Exercise directions: Rewrite the rows from the line containing "If you would be so good as to mark the bare" through the last row, replacing "most helpful" with "very helpful" and leaving everything else unchanged.

Records supplied:
==================================================
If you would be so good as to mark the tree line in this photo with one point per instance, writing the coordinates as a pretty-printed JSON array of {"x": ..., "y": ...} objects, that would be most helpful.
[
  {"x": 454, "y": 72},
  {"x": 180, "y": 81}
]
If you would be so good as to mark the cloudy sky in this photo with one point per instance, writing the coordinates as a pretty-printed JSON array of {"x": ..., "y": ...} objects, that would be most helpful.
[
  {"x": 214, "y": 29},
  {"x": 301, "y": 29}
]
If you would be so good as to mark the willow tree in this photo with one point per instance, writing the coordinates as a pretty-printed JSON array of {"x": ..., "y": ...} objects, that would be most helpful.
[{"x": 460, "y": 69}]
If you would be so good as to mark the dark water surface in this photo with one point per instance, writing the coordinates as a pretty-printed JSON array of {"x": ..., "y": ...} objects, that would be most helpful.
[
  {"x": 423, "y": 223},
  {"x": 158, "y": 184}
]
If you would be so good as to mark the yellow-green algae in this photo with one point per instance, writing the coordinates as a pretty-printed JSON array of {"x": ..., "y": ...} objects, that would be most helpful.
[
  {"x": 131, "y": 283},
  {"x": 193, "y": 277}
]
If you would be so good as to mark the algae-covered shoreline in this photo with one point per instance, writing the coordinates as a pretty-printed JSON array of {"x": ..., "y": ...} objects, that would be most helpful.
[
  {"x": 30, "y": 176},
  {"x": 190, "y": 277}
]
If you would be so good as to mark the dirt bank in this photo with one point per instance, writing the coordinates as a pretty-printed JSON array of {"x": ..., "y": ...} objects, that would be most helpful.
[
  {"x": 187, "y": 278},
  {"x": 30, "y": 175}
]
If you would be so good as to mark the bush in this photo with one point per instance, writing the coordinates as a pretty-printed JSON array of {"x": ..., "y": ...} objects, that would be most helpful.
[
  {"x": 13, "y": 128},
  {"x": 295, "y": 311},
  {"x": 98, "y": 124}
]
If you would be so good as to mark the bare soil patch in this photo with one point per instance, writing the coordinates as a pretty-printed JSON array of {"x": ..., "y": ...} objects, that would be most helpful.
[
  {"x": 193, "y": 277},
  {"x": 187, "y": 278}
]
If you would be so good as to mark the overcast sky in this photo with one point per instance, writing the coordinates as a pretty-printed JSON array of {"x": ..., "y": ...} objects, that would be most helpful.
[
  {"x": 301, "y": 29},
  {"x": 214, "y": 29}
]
==================================================
Correct response:
If you would be so good as to mark the bare soil patch in this photo with one point per instance, writing the coordinates as a pretty-printed JSON array of {"x": ..., "y": ...} objects, that would be very helpful.
[
  {"x": 193, "y": 277},
  {"x": 187, "y": 278}
]
If you would be so good as to mark the overcast sky in this photo with one point per instance, writing the coordinates as a pretty-printed JSON array of {"x": ..., "y": ...} objects, that would be very helpful.
[
  {"x": 301, "y": 29},
  {"x": 214, "y": 29}
]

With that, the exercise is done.